(Source data)

********

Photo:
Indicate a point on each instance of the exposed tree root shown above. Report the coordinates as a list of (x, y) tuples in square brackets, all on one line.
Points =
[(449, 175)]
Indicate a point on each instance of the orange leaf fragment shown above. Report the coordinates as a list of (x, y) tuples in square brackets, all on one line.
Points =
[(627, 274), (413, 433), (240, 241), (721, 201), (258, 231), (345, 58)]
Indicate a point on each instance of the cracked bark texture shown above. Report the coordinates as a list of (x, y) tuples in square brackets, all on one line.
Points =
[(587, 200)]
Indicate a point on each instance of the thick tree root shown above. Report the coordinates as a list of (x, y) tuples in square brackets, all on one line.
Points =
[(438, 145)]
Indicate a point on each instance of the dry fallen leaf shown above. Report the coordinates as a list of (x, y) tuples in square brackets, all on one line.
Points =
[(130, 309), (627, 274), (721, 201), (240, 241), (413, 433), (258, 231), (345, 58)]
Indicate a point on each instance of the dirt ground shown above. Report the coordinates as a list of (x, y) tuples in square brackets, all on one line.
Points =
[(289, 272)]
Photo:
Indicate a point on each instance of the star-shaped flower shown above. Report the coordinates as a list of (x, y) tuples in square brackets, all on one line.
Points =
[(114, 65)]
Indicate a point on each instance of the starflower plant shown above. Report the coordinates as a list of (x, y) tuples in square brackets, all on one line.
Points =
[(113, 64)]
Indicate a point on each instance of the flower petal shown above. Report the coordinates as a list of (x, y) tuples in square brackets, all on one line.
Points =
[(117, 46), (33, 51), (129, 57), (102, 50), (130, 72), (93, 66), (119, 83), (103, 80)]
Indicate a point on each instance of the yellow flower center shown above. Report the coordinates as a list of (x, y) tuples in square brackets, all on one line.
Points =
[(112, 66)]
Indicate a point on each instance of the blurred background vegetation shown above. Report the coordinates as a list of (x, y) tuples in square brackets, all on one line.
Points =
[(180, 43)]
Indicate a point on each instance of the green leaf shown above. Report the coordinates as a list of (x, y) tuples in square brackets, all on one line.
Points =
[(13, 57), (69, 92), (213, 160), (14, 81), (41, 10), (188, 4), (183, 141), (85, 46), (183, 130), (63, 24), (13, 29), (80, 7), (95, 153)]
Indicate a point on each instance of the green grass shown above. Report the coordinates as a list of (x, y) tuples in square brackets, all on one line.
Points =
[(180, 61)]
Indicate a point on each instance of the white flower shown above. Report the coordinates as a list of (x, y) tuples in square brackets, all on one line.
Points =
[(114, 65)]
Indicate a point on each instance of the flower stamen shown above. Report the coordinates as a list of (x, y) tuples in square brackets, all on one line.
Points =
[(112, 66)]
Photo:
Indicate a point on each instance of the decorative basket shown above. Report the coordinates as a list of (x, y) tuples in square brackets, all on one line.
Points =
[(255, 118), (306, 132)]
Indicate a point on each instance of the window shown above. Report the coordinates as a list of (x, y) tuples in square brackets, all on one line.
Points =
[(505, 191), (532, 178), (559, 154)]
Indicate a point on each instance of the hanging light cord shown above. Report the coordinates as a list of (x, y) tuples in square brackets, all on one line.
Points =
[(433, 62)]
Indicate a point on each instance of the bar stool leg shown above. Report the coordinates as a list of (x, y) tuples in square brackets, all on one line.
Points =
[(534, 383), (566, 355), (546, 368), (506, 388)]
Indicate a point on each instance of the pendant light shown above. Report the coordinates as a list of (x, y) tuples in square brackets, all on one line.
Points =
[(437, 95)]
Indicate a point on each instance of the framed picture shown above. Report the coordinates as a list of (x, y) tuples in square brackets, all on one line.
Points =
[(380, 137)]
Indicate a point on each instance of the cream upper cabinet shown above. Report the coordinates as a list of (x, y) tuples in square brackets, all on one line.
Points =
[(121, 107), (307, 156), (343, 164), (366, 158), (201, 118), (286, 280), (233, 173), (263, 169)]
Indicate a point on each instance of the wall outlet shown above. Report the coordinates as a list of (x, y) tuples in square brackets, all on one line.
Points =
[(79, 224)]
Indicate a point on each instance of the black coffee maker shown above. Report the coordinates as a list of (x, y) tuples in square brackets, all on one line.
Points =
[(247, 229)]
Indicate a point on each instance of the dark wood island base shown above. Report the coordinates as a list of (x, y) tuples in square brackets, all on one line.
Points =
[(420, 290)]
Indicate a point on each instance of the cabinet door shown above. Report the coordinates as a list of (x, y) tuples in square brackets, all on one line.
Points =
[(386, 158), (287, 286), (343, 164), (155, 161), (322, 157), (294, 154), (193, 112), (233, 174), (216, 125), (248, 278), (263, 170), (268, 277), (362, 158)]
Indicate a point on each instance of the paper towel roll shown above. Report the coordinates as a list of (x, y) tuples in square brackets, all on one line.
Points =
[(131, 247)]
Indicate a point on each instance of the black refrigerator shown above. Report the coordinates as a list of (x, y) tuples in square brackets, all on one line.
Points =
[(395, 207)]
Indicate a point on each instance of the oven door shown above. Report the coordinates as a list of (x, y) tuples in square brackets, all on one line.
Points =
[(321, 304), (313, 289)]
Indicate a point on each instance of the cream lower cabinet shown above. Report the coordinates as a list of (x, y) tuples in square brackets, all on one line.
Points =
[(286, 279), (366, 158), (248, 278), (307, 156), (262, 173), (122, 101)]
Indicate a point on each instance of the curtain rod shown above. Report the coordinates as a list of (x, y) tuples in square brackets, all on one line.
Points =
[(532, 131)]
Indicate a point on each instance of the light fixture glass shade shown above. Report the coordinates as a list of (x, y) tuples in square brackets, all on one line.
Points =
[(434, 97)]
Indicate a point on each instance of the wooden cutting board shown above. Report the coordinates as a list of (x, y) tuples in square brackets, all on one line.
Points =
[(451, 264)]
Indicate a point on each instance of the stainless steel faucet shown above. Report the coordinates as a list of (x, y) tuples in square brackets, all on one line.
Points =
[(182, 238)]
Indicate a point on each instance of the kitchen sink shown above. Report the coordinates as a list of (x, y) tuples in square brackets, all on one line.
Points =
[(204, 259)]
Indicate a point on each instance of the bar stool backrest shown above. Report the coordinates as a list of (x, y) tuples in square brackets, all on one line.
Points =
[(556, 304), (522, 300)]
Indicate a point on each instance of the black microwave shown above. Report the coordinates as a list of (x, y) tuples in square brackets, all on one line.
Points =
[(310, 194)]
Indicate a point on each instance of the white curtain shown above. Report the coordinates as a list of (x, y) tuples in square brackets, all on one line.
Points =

********

Change each occurrence of "Points" in the rows above to "Coordinates", and reproduce all of the rows with nothing else altered.

Photo:
Indicate a point on each instance of the exposed tree root shown above. Report the coordinates as a list of (x, y) tuples in square brackets, all on one line.
Coordinates =
[(449, 175)]
Indicate a point on each instance of the orange leaf fragment shown above. Report the coordinates as a list of (x, y) tuples in square brackets, all on one line.
Coordinates =
[(627, 274), (413, 433), (240, 241), (721, 201), (258, 231), (345, 58)]
Indicate a point on each instance of the cracked bark texture shown above. Report the coordinates as a list of (x, y) tuples in square brackets, all on one line.
Coordinates =
[(587, 200)]
Indicate a point on each instance of the thick tree root shown above. Report the coordinates as a list of (x, y) tuples in square brackets, all on one line.
Coordinates =
[(438, 145)]
Indicate a point on each instance of the dry fallen leaf shown above. Report the coordinates as a list of (x, y) tuples in square brackets, all on one line.
Coordinates =
[(130, 309), (627, 274), (721, 201), (240, 241), (413, 433), (258, 231), (345, 58)]
Indicate a point on each instance of the dirt ground shown above. Report the coordinates as a list of (x, y) tuples in square brackets, all on one line.
Coordinates =
[(289, 272)]
Photo:
Indicate a point on each instance of the star-shaped flower shown above. Report the coordinates as a list of (x, y) tuples in square brackets, all on one line.
Coordinates =
[(114, 65)]
Indicate a point on each instance of the starflower plant shown above. Report the coordinates as a list of (x, y) tuples in square brackets, all on one line.
Coordinates =
[(113, 64)]
Indicate a point on each instance of the flower petal shown above. Report the coordinates as a list of (x, y) tuples in square brackets, all on one line.
Coordinates =
[(117, 46), (33, 51), (129, 57), (102, 50), (130, 72), (93, 66), (119, 83), (103, 80)]
Indicate a point on each instance of the yellow flower center shown above. Report the coordinates as a list of (x, y) tuples in square brackets, all on one line.
Coordinates =
[(112, 66)]
Indicate a point on each instance of the blurred background vegetation shown above. Report the coordinates as a list of (x, y) tuples in square brackets, all on one line.
Coordinates =
[(180, 43)]
Indicate a point on each instance of the green leaf shown above. Report the coordinates as a list of (x, y) tuples in square brackets, all on one line.
Coordinates =
[(13, 57), (69, 92), (213, 160), (14, 81), (41, 10), (188, 4), (183, 141), (85, 46), (183, 130), (63, 24), (13, 29), (80, 7), (95, 153)]
Indicate a point on each instance of the green grass shown above. Report the coordinates as a list of (x, y) tuples in square brackets, all on one line.
Coordinates =
[(180, 61)]
Indicate a point on each instance of the white flower shown above. Report the coordinates as a list of (x, y) tuples in square brackets, all on one line.
Coordinates =
[(114, 65)]
Indicate a point on each instance of the flower stamen shown above. Report the coordinates as a list of (x, y) tuples in square brackets, all on one line.
Coordinates =
[(112, 66)]
Photo:
Indicate a point on each instance of the decorative basket shown above. Report the coordinates as a list of (x, y) tuples in square brackets, all on one line.
Coordinates =
[(255, 118), (306, 132)]
Indicate a point on each instance of the window shown above. Report the coordinates as a list of (x, y) tuples in square brackets, all on one line.
Coordinates =
[(505, 191), (532, 178), (559, 154)]
Indicate a point on each instance of the hanging light cord shown above. Report the coordinates as a list of (x, y) tuples in square brackets, all on one line.
Coordinates =
[(433, 62)]
Indicate a point on each instance of the bar stool leg shown above. Report the coordinates as a list of (x, y) tuples in square brackets, all on one line.
Coordinates =
[(534, 383), (566, 355), (546, 368), (506, 388)]
Indicate a point on each instance of the pendant light shown above. Report the coordinates as a list of (x, y) tuples in square brackets, all on one line.
Coordinates =
[(437, 95)]
Indicate a point on each instance of the framed picture shown above. Report the coordinates as a list of (x, y) tuples in square brackets, all on one line.
Coordinates =
[(380, 137)]
Indicate a point on each instance of the cream upper cabinet shown above. Report the coordinates as a list of (x, y) tuples in square brackets, all on one line.
Coordinates =
[(121, 107), (307, 156), (343, 164), (366, 158), (201, 118), (286, 280), (233, 173), (263, 169)]
Indicate a point on each instance of the wall outlet shown above. Report the coordinates as a list of (x, y) tuples in square brackets, all on one line.
Coordinates =
[(79, 224)]
Indicate a point on each instance of the black coffee maker shown above. Report the coordinates as a list of (x, y) tuples in square brackets, all on one line.
Coordinates =
[(247, 229)]
Indicate a point on each instance of the dark wood island base shown above. Report the coordinates as a list of (x, y) tuples in square brackets, all on one line.
Coordinates =
[(420, 290)]
Indicate a point on each instance of the cabinet door shown above. Report the coordinates as a list of (x, y) tuples in square brackets, all on one line.
Coordinates =
[(386, 158), (287, 286), (343, 164), (155, 161), (322, 157), (294, 154), (193, 112), (233, 174), (216, 125), (248, 278), (263, 170), (268, 277), (362, 158)]
Indicate a point on each instance of the paper towel roll shown above. Report the coordinates as a list of (x, y) tuples in square brackets, all on one line.
Coordinates =
[(131, 247)]
Indicate a point on each instance of the black refrigerator shown above. Report the coordinates as a list of (x, y) tuples in square brackets, all on one line.
Coordinates =
[(395, 207)]
Indicate a point on each instance of the oven door shown above. Report the coordinates as a list of (x, y) tuples in square brackets, all on one line.
Coordinates =
[(321, 304), (313, 289)]
Indicate a point on each instance of the cream lower cabinet shown above. Report the coordinates as a list of (x, y) tuples in square brackets, all on one line.
Coordinates =
[(286, 279), (366, 158), (248, 278), (307, 156), (262, 173), (122, 101)]
Indicate a point on each instance of the curtain rod shown above. Report the coordinates as a list of (x, y) tuples in square brackets, all on one line.
Coordinates =
[(532, 131)]
Indicate a point on each instance of the light fixture glass shade shown above. Report the coordinates as a list of (x, y) tuples in square brackets, all on one line.
Coordinates =
[(434, 97)]
Indicate a point on each instance of the wooden cutting board shown above. Report the coordinates as a list of (x, y) tuples in square brackets, all on one line.
Coordinates =
[(451, 264)]
Indicate a point on each instance of the stainless steel faucet shown above. Report the coordinates as a list of (x, y) tuples in square brackets, all on one line.
Coordinates =
[(182, 238)]
Indicate a point on each instance of the kitchen sink shown above. Report the coordinates as a list of (x, y) tuples in square brackets, all on one line.
Coordinates =
[(204, 259)]
Indicate a point on each instance of the bar stool backrest shown above. Report the coordinates as a list of (x, y) tuples in square brackets, all on one line.
Coordinates =
[(556, 304), (522, 300)]
Indicate a point on each instance of the black microwave shown above. Report the coordinates as a list of (x, y) tuples in square brackets, all on one line.
Coordinates =
[(310, 194)]
Indicate a point on each instance of the white curtain shown above. Report the coordinates as a list of (x, y) tuples in square brackets, all on one line.
Coordinates =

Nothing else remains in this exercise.